X = df_heart[["Age", "MaxHR", "RestBP"]].values
X_orig = X.copy()
# Configure Plotly to be rendered inline in the notebook.
plotly.offline.init_notebook_mode()
# Configure the trace.
trace = go.Scatter3d(
x=X[:,0],
y=X[:,1],
z=X[:,2],
mode="markers",
name="Original Data",
marker={
"size": 10,
"opacity": 0.8,
}
)
# Configure the layout.
layout = go.Layout(
margin={"l": 0, "r": 0, "b": 0, "t": 0},
scene=go.layout.Scene(
xaxis=go.layout.scene.XAxis(title="Age"),
yaxis=go.layout.scene.YAxis(title="MaxHR"),
zaxis=go.layout.scene.ZAxis(title="RestBP")
)
)
data = [trace]
plot_figure = go.Figure(data=data, layout=layout)
## Remove smallest eigenvalues
X = X_orig - X_orig @ np.outer(w_2, w_2) - X_orig @ np.outer(w_3, w_3)
# Configure the trace.
trace = go.Scatter3d(
x=X[:,0],
y=X[:,1],
z=X[:,2],
mode="markers",
name="Data Along First Eigenvector",
marker={
"size": 10,
"opacity": 0.8,
}
)
data.append(trace)
plot_figure = go.Figure(data=data, layout=layout)
# Render the plot.
plotly.offline.iplot(plot_figure)
As you can see, the red line is only 1 dimensional but the spread between the two furthest points is almost equal to the original data. We can use this to construct curves of how many dimensions are needed to retain a certain amount of variance. For instance, suppose we want to decrease the dimensions of our 7 dimensional dataset so that we may visualize the data more readily. Suppose furthermore we want the data to keep 90% of the original variance.
columns = ["Age", "RestBP", "Chol", "MaxHR", "Sex", "Oldpeak", "Slope"]
X = df_heart[columns].values
mu = np.mean(X, axis=0)
S = (X - mu).T @ (X - mu) / (len(X) - 1)
total_variance = np.diag(S).sum()
print(f"Total variance is: {total_variance}")
n = len(columns)
var_arr = []
eigenvector_arr = []
for i in range(n):
eigen_values, eigen_vectors = scipy.linalg.eig(S)
w = np.real(eigen_vectors[:, np.argmax(eigen_values)])
eigenvector_arr.append(w)
X = X - X @ np.outer(w, w)
mu = np.mean(X, axis=0)

◆ INFORMATION PROVIDED ◆
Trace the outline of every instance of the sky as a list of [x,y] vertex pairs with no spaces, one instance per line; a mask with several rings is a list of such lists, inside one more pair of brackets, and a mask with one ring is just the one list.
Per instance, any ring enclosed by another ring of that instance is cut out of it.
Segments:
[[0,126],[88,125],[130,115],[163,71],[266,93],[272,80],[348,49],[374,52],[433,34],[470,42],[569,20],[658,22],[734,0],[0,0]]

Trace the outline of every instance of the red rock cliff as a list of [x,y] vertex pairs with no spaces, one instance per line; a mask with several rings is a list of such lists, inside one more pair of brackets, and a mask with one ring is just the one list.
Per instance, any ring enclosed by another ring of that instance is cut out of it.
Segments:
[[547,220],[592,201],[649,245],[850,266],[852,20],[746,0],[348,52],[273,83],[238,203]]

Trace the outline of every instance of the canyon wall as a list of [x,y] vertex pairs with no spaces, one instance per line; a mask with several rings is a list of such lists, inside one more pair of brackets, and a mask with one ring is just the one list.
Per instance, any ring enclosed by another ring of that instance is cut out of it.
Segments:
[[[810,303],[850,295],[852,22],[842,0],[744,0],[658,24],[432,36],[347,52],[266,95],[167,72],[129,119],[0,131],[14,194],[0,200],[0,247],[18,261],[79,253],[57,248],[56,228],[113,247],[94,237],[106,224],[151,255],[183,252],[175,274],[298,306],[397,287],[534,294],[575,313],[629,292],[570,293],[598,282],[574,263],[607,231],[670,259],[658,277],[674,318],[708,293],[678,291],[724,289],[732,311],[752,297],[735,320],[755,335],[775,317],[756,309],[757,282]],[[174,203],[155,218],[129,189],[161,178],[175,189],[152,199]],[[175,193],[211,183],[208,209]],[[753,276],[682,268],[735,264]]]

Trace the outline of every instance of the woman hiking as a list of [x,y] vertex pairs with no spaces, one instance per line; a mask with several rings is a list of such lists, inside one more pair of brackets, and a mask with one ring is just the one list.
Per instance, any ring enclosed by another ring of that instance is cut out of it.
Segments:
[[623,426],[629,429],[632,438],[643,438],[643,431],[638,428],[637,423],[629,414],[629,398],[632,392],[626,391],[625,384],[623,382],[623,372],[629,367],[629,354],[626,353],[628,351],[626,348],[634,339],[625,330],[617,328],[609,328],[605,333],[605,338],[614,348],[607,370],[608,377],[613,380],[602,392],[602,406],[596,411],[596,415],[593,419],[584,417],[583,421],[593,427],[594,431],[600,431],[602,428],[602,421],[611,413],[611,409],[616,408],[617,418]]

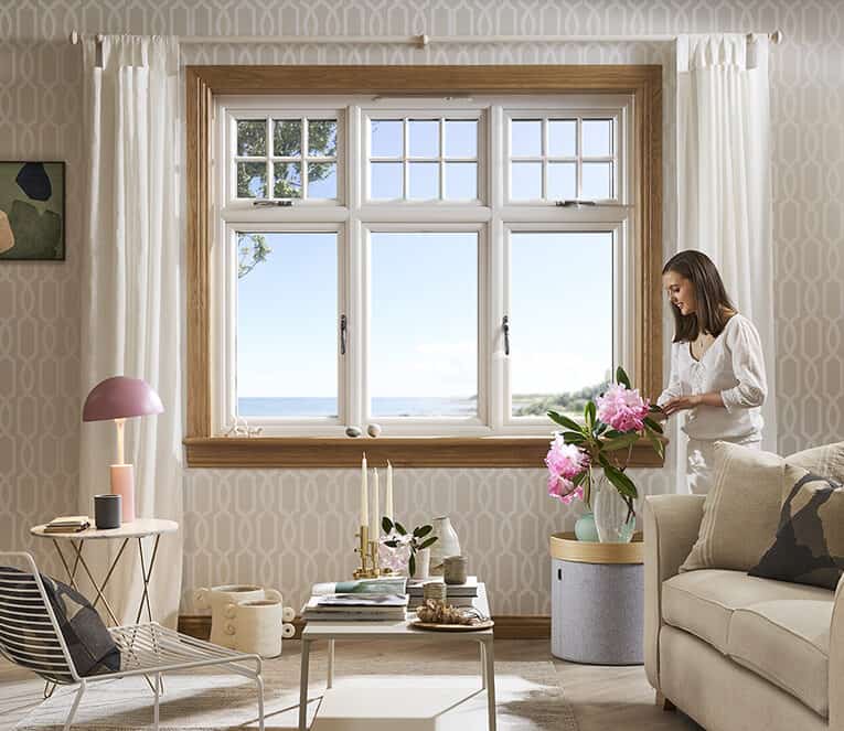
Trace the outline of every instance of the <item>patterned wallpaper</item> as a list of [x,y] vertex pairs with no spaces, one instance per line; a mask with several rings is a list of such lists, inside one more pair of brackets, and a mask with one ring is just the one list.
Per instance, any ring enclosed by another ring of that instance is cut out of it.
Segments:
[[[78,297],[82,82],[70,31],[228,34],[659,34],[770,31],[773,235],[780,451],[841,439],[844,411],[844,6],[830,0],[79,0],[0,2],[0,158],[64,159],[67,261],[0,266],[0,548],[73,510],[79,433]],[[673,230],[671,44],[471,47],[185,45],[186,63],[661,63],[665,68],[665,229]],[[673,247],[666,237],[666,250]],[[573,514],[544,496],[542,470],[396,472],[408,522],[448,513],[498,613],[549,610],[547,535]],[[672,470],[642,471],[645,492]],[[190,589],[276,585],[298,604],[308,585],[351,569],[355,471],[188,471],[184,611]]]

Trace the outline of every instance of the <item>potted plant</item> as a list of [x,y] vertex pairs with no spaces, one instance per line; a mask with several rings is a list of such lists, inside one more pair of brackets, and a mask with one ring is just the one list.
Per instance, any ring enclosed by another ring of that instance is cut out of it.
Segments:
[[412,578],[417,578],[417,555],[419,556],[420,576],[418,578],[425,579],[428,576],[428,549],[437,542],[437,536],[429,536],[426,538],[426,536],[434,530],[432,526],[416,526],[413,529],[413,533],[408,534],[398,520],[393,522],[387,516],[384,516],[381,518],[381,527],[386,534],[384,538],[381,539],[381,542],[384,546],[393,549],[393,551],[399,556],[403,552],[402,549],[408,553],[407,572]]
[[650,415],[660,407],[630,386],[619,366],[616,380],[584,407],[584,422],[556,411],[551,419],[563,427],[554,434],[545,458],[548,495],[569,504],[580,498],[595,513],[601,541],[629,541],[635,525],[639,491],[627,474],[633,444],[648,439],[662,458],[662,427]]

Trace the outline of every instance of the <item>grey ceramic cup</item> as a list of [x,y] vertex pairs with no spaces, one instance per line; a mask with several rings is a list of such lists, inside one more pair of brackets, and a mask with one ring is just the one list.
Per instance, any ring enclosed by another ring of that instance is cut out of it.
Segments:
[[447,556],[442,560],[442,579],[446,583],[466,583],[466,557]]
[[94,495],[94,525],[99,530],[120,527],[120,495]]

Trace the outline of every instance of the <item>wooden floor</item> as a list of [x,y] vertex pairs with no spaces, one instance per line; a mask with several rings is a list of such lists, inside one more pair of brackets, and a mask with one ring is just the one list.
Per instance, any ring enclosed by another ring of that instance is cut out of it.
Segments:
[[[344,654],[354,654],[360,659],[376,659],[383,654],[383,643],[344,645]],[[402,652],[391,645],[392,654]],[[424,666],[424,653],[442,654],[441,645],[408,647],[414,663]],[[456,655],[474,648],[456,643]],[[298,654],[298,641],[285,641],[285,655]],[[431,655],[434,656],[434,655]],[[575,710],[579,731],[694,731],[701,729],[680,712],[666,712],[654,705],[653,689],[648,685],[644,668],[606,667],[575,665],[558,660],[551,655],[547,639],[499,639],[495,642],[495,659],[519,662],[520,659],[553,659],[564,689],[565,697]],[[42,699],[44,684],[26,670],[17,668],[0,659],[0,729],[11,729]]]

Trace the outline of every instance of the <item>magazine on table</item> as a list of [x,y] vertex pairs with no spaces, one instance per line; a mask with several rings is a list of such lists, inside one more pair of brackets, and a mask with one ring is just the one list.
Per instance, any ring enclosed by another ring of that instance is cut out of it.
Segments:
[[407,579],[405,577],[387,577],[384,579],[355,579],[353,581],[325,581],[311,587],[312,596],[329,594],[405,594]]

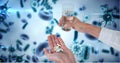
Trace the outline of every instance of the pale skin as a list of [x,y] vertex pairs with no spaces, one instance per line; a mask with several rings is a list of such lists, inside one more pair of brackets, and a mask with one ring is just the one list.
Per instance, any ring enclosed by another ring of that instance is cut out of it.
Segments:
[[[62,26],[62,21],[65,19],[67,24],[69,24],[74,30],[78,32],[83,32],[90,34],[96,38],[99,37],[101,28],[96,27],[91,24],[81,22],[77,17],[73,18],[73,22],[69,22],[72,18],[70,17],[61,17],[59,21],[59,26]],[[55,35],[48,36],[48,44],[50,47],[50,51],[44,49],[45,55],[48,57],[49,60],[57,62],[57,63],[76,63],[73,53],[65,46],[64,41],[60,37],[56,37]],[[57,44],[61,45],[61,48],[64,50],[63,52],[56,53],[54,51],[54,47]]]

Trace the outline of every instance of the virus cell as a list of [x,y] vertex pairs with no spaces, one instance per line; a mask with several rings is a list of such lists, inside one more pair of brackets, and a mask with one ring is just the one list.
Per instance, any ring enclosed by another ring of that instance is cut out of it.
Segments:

...

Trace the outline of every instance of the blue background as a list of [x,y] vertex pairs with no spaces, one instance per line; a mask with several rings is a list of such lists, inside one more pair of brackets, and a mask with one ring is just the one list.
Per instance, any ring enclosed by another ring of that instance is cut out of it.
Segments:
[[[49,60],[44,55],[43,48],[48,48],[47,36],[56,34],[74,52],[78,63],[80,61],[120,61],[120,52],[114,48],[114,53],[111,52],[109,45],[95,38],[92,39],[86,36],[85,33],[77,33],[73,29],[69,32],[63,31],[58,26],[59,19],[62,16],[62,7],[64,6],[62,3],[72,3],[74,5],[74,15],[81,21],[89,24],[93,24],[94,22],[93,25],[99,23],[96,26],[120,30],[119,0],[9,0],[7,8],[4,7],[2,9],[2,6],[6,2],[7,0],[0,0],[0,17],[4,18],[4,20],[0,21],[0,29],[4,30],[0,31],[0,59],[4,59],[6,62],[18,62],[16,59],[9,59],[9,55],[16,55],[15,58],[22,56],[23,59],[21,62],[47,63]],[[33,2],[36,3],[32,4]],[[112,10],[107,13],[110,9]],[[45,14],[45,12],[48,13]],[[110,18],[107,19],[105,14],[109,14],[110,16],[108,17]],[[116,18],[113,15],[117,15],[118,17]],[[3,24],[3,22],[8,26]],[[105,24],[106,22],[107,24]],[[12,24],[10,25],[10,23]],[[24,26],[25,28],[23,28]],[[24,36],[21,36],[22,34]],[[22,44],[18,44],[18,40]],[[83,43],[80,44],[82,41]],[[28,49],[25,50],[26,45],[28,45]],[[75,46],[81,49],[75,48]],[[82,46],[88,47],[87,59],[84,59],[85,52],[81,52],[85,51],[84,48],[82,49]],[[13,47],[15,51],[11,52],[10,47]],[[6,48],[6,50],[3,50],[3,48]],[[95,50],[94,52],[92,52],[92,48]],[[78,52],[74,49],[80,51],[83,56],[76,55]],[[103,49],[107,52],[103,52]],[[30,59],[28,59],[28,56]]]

◆ ASSIGNMENT 1 ◆
Answer these questions about the text on reducing the dimensions of the heart data:
(a) What name is given to the first trace plotted?
(b) What title is given to the z-axis?
(c) What share of the original variance should the reduced dataset keep?
◆ ASSIGNMENT 2 ◆
Continue the text on reducing the dimensions of the heart data, starting right after its last line.

◆ RESPONSE BOX 1 ◆
(a) Original Data
(b) RestBP
(c) 90%

◆ RESPONSE BOX 2 ◆
S = (X - mu).T @ (X - mu) / (len(X) - 1)
variance = np.diag(S).sum()
var_arr.append((total_variance-variance)/total_variance)
sns.lineplot(x=list(range(1, n+1)), y=var_arr)
plt.xlabel("Number of Components")
plt.ylabel("Proportion of Total Variance")
print(var_arr)
So we see that 2 dimensions keeps almost 90% of the original variance and when we jump to 3 dimension it keeps 98% of the original data. Of course, this is a very common task for PCA and so is provided by many packages.
X = df_heart[columns].values
pca = PCA().fit(X)
print(pca.explained_variance_ratio_)
So, we can compress our data in 2 dimensions and now visualize our 7 dimensional dataset.
n_components = 2
X_hat = pca.transform(X)[:,:n_components]
sns.scatterplot(x=X_hat[:,0], y=X_hat[:,1], hue=df_heart["AHD"], legend="full")
plt.xlabel("First PCA Component Vector (Z1)")
plt.ylabel("Second PCA Component Vector (Z2)");
_ = plt.axis("equal")
To summarize, PCA is not a tool to help you make better predictions. It cannot be because it is simple linear transformations of the data. However, it gives one a way to compress the data and to better visualize it without losing information. In the lens of compression, PCA can be thought of as feature engineering as your new compressed data retains much of the information that is now exogenous of the dataset.